** Begin EXCERPTED TEXT **

1

My table looks something like this:

| id (int) | sentence (varchar) |

I want to find all rows that are almost the same except for one particular word. Eg:

| 230 | test |
| 321 | test sth |
...
| 329 | is (sth) it?
| 923 | is it?

The word that can be different is sth in this case. Ideally I could use some sort of "array" with the list of words that can be different.

Is this something I could do purely in SQL?

Cornwell
  • 3,304
  • 7
  • 51
  • 84
  • 1
    full text search and sort by relevance? basic sql is totally crappy for "fuzzy" string matching like this. – Marc B Apr 10 '14 at 15:22
  • FYI: There is a link to the official [MySQL regex documentaiton](https://dev.mysql.com/doc/refman/5.1/en/regexp.html) in the [Stack Overflow Regular Expression FAQ](http://stackoverflow.com/a/22944075/2736496), listed under "General Documentation > Official documentation for specific flavors > Databases". – aliteralmind Apr 10 '14 at 15:33
  • Does "the same except for one particular word" mean "the particular word can be present or absent" or does it mean "the particular word might be different / misspelled / replaced with any other word but the rest of the sentence stays the same" ? – TessellatingHeckler Apr 10 '14 at 16:26

2 Answers2

0

Just an untested quick shot, sorry, but I think you could do something like

SELECT * FROM table GROUP BY REPLACE(text, 'sth', '')

** End EXCERPTED TEXT **

> EXERCISE INSTRUCTIONS
• a. Repeat verbatim the part of the SQL thread that opens with the words containing "The word that" and closes with "purely in SQL?".
• b. Extend the SQL thread above, picking up right after its final line.
The material that comes next has no connection to the SQL thread above.

** Begin GIVEN INFORMATION **

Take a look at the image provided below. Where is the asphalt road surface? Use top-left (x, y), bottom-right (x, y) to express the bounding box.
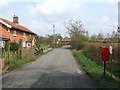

** End GIVEN INFORMATION **

> FINAL RESULTS
• a.
The word that can be different is sth in this case. Ideally I could use some sort of "array" with the list of words that can be different.

Is this something I could do purely in SQL?

• b.
Jens
  • 25,229
  • 9
  • 75
  • 117
  • Assuming, of course, that you want to remove *every* occurrence of `'sth'` from *every* record. Plus your select list should probably aggregate over `id`, e.g. `GROUP_CONCAT(id)`. – eggyal Apr 10 '14 at 15:28
  • This query should not modify anything. What do you mean by "remove"? – Jens Apr 10 '14 at 17:45
0

You can use SOUNDEX. So with the examples that you gave, these queries:

SELECT SOUNDEX('test')
SELECT SOUNDEX('test sth')
SELECT SOUNDEX('is (sth) it?')
SELECT SOUNDEX('is it?')

return these results:

T230
T230
I200
I200

That means that the first two and the second two sound like each other. What I can't be sure of is how well this will work with your actual data, you're just going to have to try it.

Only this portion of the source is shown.